• [Directions]: Set down the records again, keeping each line exactly as it is.

──────── Data in this exercise ────────

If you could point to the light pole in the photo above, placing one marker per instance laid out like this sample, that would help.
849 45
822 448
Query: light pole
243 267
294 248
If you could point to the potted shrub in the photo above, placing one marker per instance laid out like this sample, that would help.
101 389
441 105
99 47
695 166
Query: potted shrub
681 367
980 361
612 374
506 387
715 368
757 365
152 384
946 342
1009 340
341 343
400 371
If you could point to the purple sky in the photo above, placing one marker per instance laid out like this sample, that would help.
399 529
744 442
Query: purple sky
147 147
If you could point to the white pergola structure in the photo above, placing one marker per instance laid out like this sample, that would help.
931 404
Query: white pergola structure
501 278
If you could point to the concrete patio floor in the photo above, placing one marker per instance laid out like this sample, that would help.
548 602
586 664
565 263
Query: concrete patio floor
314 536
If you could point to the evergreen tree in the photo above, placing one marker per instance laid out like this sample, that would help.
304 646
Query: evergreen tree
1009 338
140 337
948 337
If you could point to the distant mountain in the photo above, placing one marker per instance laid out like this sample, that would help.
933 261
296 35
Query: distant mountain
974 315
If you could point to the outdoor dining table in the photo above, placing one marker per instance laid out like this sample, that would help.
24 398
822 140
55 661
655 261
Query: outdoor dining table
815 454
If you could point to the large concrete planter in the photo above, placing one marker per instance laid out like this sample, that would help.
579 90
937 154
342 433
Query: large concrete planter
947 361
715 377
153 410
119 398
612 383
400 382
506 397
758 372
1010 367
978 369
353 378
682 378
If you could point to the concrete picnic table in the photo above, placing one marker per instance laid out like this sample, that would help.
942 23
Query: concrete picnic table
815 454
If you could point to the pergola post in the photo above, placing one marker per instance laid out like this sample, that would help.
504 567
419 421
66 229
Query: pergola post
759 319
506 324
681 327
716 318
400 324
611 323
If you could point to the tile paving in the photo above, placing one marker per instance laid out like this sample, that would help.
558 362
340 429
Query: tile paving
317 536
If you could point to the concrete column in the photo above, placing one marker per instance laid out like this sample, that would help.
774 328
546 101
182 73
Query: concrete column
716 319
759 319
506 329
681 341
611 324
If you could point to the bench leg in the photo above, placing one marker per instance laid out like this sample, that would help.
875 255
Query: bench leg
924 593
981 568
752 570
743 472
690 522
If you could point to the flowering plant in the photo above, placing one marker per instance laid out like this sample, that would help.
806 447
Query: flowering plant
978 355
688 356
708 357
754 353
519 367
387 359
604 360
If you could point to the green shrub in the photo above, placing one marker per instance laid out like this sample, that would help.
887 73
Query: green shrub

────────

• [Answer box]:
If you could point to the light pole in the photo above, placing one marker per instance laid out like this sample, that would help.
849 45
822 448
Query: light pole
243 267
294 248
If you could point to the potted shrub in the photo above, placing one marker per instance laid out like this sample, that would help.
101 389
441 105
99 47
695 166
Query: potted shrub
681 367
980 361
612 374
506 387
715 368
757 365
152 384
946 342
1009 340
341 343
400 371
If you could point to the purple sky in the photo above, placing one marker per instance laid out like this sample, that would help.
399 529
744 442
Query: purple sky
147 147
If you could point to the white pergola structure in the photo above, placing one marker per instance laid out like this sample, that would help.
931 404
Query: white pergola structure
501 278
If you could point to the concrete patio floor in the photo above, placing one marker per instance laid out like this sample, that would help.
548 602
586 664
565 263
Query: concrete patio floor
314 536
If you could point to the evergreen tree in the photo above, placing one marker per instance laid out like this sample, that would help.
304 646
Query: evergreen tree
1009 338
140 337
948 337
If you could point to the distant mountain in the photo above, placing one marker per instance laid out like this sample, that would help.
933 261
296 35
Query: distant mountain
974 315
If you could point to the outdoor dining table in the photo above, placing one marker per instance laid out like this sample, that would help.
24 398
822 140
55 661
655 261
Query: outdoor dining table
815 454
If you could point to the large concrete planter in the photo above, placing one marker per instance laid out like this sample, that would help.
579 90
937 154
342 433
Query: large concrete planter
947 361
715 377
153 410
119 398
612 383
400 382
506 397
758 372
1010 367
978 369
353 378
682 378
If you could point to the concrete picnic table in the photo above, placing one marker per instance laid out like this sample, that would help.
942 23
Query: concrete picnic table
815 454
If you could point to the pergola post in the photo above, placing one marker per instance laid out like this sample, that would help.
504 567
419 421
66 229
Query: pergola post
759 319
506 324
681 327
716 318
400 324
611 323
If you could point to the tile paving in the photo above, placing one marker per instance laid out like this sample, that would help.
558 362
340 429
Query: tile paving
317 536
If you could point to the concrete column in the photo above, placing one marker per instance laid out like this sample, that would help.
774 328
546 101
182 73
Query: concrete column
716 319
759 319
506 329
681 341
611 324
If you could point to the bench leg in the photo above, placing one marker per instance laid out like this sample, that would help.
875 255
Query: bench leg
924 593
981 568
752 570
743 472
690 522
If you could point to the flowering plant in the photo above, placing one marker per instance laid out like this sample, that would help.
806 447
Query: flowering plant
978 355
688 356
708 357
754 353
519 367
387 359
604 360
If you could point to the green shrub in the photo above, placing one marker per instance laid out like this sample, that would help.
887 73
Query: green shrub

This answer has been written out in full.